## Provided data
————
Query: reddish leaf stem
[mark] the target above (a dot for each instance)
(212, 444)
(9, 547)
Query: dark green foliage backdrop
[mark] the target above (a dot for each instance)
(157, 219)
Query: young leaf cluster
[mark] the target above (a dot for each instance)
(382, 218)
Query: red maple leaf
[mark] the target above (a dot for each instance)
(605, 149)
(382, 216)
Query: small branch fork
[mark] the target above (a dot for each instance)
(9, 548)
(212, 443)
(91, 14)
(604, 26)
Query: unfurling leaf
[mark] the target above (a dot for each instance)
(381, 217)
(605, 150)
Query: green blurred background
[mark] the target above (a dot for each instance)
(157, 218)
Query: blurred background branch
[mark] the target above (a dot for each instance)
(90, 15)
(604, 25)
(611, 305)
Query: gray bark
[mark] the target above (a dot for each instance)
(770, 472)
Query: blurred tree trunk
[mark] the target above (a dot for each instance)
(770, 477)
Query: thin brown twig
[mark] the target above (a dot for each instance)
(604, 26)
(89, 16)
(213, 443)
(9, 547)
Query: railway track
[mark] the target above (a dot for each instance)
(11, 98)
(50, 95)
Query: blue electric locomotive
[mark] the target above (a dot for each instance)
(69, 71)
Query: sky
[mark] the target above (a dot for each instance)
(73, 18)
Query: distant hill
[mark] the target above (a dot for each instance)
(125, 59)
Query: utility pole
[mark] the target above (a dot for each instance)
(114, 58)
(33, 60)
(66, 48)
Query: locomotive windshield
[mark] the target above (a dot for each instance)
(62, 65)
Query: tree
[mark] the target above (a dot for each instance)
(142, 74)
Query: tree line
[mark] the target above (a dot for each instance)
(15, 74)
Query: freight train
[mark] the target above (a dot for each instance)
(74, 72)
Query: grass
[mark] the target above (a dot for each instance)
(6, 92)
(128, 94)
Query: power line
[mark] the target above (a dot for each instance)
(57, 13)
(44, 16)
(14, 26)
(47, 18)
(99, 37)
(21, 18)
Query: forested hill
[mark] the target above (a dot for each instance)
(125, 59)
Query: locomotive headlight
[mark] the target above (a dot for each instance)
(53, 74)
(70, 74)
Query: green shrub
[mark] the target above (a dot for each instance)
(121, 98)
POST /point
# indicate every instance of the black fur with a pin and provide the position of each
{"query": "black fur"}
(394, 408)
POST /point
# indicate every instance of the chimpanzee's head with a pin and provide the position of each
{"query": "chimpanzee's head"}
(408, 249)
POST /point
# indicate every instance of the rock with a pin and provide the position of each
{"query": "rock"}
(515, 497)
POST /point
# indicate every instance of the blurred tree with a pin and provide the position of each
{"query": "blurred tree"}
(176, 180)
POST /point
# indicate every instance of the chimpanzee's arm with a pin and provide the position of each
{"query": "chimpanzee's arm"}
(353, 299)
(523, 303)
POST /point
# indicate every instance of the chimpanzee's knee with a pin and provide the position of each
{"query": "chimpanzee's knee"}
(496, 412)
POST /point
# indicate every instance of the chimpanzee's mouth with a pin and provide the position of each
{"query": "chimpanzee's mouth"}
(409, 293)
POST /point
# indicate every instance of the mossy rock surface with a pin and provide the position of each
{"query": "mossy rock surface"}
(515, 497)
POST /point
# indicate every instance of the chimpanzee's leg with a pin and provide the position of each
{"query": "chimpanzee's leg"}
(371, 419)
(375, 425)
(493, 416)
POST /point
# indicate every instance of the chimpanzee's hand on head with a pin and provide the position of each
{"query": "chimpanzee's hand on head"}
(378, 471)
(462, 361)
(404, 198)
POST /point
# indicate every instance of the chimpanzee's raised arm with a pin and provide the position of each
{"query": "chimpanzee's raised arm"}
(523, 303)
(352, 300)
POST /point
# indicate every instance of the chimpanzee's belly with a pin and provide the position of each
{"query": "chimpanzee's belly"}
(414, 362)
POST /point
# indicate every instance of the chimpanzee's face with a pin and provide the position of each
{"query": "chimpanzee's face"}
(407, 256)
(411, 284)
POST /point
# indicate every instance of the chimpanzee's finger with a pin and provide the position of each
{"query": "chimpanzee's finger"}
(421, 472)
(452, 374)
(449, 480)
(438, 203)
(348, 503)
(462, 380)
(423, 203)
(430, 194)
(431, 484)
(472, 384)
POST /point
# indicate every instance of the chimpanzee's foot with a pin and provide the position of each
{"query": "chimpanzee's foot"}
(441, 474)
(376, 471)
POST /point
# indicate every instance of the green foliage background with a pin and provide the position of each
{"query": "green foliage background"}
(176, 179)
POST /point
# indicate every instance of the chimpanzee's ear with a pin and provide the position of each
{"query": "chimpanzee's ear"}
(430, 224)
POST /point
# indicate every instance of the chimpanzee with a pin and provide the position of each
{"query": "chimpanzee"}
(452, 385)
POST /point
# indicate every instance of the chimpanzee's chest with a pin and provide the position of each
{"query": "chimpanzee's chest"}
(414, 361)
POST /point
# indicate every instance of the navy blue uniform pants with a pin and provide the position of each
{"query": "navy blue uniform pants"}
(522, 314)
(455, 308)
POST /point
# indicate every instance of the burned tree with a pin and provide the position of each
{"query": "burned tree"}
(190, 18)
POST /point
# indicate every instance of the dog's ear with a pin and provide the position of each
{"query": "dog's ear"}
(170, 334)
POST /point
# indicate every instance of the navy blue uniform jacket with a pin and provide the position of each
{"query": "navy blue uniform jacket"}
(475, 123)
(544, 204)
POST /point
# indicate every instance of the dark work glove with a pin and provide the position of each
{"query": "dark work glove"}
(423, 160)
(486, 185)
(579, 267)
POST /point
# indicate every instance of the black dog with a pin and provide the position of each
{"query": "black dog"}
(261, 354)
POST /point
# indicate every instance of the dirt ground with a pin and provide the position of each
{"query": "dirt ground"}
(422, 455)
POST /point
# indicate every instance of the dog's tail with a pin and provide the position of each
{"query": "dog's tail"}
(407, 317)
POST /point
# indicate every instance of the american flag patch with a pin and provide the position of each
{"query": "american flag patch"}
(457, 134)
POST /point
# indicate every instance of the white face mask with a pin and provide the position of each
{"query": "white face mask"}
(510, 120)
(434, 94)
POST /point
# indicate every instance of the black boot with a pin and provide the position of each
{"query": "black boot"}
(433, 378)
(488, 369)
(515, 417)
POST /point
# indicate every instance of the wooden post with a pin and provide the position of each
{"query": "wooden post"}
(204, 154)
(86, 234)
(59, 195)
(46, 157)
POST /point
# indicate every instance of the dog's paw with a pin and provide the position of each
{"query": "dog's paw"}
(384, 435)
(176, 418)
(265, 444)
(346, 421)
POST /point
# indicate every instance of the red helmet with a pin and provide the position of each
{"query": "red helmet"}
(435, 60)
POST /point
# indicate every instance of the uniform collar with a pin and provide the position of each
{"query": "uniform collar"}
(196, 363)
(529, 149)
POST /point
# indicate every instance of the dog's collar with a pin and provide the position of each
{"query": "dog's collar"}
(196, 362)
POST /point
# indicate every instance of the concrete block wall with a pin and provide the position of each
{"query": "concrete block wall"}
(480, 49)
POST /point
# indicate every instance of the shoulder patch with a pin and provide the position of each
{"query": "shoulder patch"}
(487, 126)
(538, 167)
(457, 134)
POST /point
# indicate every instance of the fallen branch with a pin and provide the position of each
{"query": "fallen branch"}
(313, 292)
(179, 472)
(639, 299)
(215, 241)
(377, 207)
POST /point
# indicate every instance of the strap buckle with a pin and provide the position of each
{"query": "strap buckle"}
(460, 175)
————
## What the task requires
Gather up the lines containing the word "leaf" from these records and copy them.

## Expected output
Query: reddish leaf stem
Query: young leaf cluster
Query: red maple leaf
Query: unfurling leaf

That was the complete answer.